▸ Problem requirements: Locate every line in the entries below that contains the string "band" and reproduce each such line in full.

▸ Records supplied:
--------

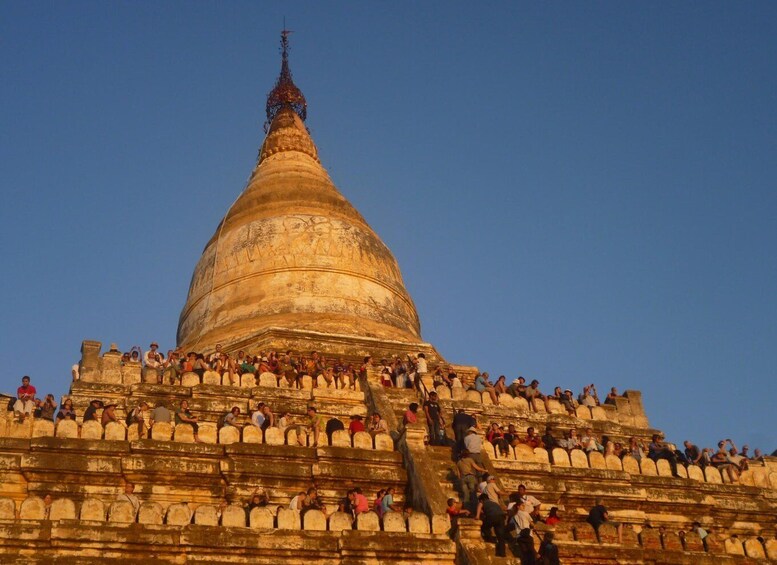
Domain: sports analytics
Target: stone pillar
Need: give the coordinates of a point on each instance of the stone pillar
(90, 361)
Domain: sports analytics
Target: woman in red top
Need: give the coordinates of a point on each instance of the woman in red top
(553, 518)
(496, 437)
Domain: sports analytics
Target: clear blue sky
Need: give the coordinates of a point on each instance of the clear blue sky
(575, 192)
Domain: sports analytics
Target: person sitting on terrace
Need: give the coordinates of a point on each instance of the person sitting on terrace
(482, 384)
(153, 360)
(434, 420)
(496, 437)
(549, 441)
(66, 411)
(611, 396)
(129, 496)
(225, 365)
(532, 438)
(530, 502)
(570, 441)
(473, 443)
(553, 517)
(200, 366)
(533, 394)
(109, 415)
(387, 502)
(232, 418)
(315, 424)
(454, 378)
(48, 407)
(385, 377)
(377, 505)
(257, 416)
(694, 455)
(590, 443)
(499, 386)
(519, 519)
(421, 367)
(269, 417)
(461, 423)
(377, 425)
(493, 517)
(290, 372)
(492, 490)
(160, 413)
(184, 416)
(171, 367)
(657, 450)
(568, 402)
(439, 378)
(702, 533)
(283, 421)
(91, 411)
(617, 449)
(517, 388)
(411, 414)
(599, 515)
(636, 449)
(736, 459)
(25, 400)
(588, 397)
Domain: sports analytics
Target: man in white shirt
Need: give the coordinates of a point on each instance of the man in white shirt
(531, 504)
(473, 442)
(129, 496)
(257, 418)
(152, 358)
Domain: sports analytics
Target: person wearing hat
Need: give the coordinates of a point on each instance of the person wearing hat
(356, 425)
(91, 411)
(468, 473)
(567, 400)
(461, 423)
(109, 414)
(153, 359)
(473, 442)
(434, 420)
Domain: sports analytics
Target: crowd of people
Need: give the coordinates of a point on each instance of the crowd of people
(231, 367)
(507, 518)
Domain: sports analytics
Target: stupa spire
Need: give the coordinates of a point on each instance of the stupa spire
(285, 93)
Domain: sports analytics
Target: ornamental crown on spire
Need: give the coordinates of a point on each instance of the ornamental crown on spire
(285, 92)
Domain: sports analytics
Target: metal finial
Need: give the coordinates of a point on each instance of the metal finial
(285, 93)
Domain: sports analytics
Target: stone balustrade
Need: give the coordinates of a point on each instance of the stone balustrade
(757, 476)
(181, 514)
(297, 435)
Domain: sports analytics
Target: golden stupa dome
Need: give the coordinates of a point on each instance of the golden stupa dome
(292, 253)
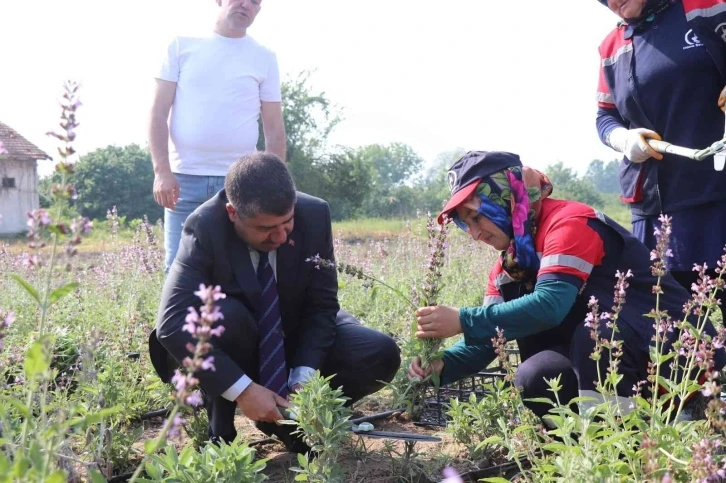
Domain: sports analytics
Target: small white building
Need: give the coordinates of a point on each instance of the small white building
(18, 180)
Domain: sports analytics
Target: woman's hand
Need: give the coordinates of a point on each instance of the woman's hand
(439, 322)
(415, 371)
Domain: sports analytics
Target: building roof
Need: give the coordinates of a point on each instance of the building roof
(18, 147)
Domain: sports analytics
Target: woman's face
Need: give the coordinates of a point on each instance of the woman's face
(480, 227)
(627, 8)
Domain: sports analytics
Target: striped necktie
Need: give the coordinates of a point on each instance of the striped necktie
(273, 370)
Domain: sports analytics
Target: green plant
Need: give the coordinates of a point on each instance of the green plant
(647, 437)
(322, 418)
(215, 463)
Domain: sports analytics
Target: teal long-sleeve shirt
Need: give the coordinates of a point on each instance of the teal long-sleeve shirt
(546, 307)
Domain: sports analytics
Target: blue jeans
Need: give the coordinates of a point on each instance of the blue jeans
(193, 191)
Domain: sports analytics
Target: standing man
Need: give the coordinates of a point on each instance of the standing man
(282, 320)
(215, 87)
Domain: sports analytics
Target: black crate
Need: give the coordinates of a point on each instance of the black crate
(435, 402)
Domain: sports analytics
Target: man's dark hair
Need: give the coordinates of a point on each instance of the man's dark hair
(260, 183)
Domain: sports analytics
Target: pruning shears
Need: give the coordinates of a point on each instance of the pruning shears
(717, 149)
(366, 429)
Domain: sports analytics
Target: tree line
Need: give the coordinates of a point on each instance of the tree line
(377, 180)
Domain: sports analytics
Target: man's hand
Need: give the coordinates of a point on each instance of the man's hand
(166, 189)
(438, 322)
(632, 143)
(415, 371)
(293, 390)
(722, 100)
(260, 404)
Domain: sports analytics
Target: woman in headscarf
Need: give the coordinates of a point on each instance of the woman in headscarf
(555, 256)
(662, 75)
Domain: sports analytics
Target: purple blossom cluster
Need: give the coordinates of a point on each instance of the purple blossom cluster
(6, 319)
(201, 325)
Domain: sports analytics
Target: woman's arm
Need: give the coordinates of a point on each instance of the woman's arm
(543, 309)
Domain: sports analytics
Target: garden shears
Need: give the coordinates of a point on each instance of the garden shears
(717, 149)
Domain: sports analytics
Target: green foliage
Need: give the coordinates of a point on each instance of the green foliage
(568, 186)
(470, 422)
(322, 418)
(114, 176)
(215, 463)
(604, 176)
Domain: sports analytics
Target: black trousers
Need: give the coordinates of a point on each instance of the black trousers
(362, 360)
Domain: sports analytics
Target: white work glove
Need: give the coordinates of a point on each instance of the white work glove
(632, 143)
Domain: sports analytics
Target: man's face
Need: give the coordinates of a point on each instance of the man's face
(263, 232)
(239, 14)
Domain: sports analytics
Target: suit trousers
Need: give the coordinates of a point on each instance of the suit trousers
(362, 360)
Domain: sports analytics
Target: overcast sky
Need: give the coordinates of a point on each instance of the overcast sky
(437, 75)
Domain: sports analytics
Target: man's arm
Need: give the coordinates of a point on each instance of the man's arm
(166, 187)
(273, 127)
(321, 307)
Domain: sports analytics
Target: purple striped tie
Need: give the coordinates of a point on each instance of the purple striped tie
(273, 371)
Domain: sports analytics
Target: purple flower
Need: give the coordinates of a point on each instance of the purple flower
(208, 364)
(451, 476)
(194, 399)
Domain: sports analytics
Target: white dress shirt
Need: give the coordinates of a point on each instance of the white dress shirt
(298, 375)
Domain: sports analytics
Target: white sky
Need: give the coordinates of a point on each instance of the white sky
(477, 74)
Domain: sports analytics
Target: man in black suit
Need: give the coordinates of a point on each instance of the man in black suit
(281, 315)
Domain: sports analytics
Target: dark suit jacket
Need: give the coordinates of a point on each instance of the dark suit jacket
(211, 253)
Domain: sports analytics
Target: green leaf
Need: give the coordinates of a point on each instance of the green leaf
(436, 379)
(149, 446)
(97, 477)
(22, 408)
(61, 292)
(57, 477)
(542, 400)
(35, 361)
(26, 285)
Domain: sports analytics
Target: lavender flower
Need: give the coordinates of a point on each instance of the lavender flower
(704, 465)
(661, 251)
(6, 319)
(200, 325)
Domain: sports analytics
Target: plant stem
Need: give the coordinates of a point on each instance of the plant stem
(162, 438)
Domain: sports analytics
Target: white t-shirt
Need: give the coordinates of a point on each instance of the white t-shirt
(220, 84)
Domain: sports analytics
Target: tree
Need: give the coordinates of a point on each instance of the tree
(604, 176)
(344, 182)
(115, 176)
(309, 119)
(394, 163)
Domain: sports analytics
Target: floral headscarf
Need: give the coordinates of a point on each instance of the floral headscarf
(512, 199)
(651, 8)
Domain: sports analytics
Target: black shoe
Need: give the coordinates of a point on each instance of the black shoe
(293, 442)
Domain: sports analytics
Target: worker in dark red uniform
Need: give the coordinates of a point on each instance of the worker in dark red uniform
(556, 256)
(662, 73)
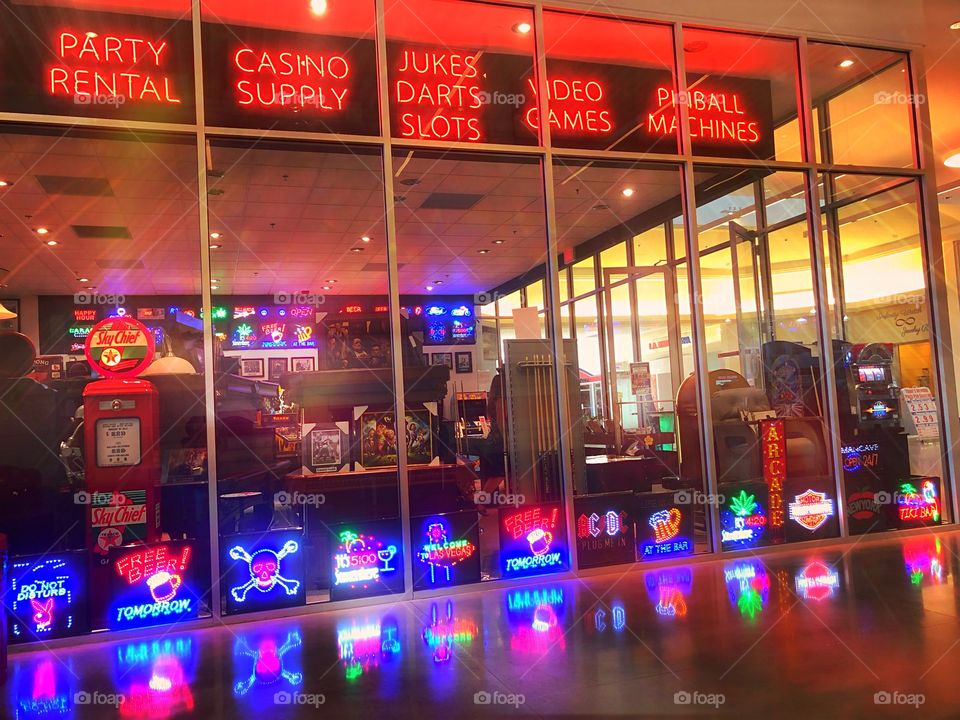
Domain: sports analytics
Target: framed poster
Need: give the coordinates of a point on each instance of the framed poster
(464, 363)
(12, 323)
(276, 367)
(305, 364)
(251, 367)
(445, 359)
(446, 550)
(324, 447)
(263, 571)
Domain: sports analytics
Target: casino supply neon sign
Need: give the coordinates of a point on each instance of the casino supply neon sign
(811, 509)
(922, 505)
(361, 560)
(441, 553)
(118, 68)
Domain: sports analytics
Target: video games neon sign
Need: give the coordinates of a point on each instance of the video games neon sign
(361, 560)
(155, 585)
(47, 597)
(441, 552)
(531, 540)
(290, 79)
(120, 68)
(922, 505)
(811, 509)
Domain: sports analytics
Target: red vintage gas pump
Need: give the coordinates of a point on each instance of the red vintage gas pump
(121, 438)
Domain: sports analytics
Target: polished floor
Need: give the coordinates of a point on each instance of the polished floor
(861, 631)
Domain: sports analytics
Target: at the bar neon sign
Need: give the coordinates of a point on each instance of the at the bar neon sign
(111, 68)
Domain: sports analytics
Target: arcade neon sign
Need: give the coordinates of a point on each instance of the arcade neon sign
(287, 78)
(361, 560)
(154, 576)
(441, 553)
(121, 68)
(811, 509)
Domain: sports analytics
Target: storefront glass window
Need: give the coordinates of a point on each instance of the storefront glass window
(863, 102)
(103, 463)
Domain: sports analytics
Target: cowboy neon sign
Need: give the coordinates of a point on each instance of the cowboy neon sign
(114, 67)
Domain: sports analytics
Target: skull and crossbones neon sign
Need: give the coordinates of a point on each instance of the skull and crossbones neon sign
(264, 567)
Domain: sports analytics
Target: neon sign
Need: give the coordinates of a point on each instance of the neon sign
(154, 585)
(817, 581)
(773, 443)
(743, 520)
(268, 662)
(47, 597)
(449, 550)
(919, 507)
(364, 564)
(265, 571)
(117, 67)
(531, 541)
(605, 531)
(811, 509)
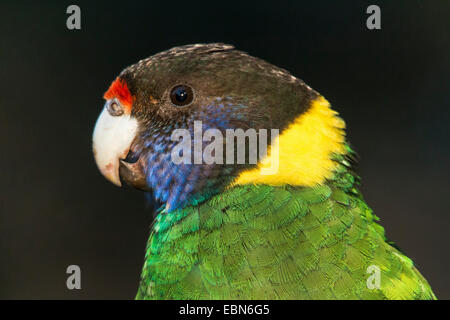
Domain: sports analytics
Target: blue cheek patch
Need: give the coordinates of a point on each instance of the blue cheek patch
(188, 184)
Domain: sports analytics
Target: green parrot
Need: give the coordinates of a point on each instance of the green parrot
(290, 225)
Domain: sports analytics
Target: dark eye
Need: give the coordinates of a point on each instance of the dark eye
(181, 95)
(114, 108)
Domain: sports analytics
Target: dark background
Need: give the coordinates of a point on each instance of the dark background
(391, 87)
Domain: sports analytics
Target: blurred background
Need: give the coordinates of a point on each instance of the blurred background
(390, 85)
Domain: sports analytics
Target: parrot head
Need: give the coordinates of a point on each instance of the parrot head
(213, 83)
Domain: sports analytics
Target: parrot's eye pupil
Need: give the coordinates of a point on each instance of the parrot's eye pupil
(114, 108)
(181, 95)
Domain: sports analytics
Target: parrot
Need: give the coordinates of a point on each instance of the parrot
(291, 226)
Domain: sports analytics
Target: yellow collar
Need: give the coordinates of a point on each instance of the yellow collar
(301, 154)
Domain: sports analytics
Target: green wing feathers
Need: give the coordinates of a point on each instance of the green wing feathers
(265, 242)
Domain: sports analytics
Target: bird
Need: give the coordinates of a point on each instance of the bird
(293, 225)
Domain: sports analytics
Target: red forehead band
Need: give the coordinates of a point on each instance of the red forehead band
(119, 90)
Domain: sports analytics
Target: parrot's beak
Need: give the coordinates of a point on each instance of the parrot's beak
(112, 139)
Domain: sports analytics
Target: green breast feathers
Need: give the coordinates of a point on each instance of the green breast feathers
(267, 242)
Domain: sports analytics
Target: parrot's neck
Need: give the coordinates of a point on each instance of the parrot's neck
(303, 153)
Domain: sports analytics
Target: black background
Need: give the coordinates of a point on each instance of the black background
(390, 85)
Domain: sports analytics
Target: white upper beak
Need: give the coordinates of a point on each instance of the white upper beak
(112, 140)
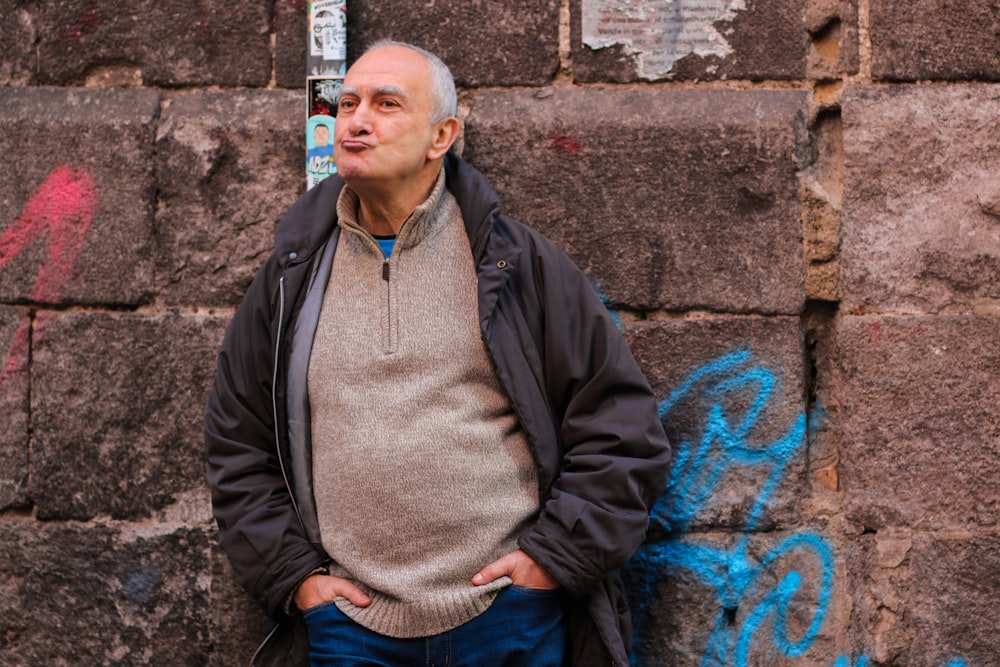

--------

▸ Solution to this exercise:
Target: red forehead band
Need: give the coordinates of a point on each instance of the red forehead band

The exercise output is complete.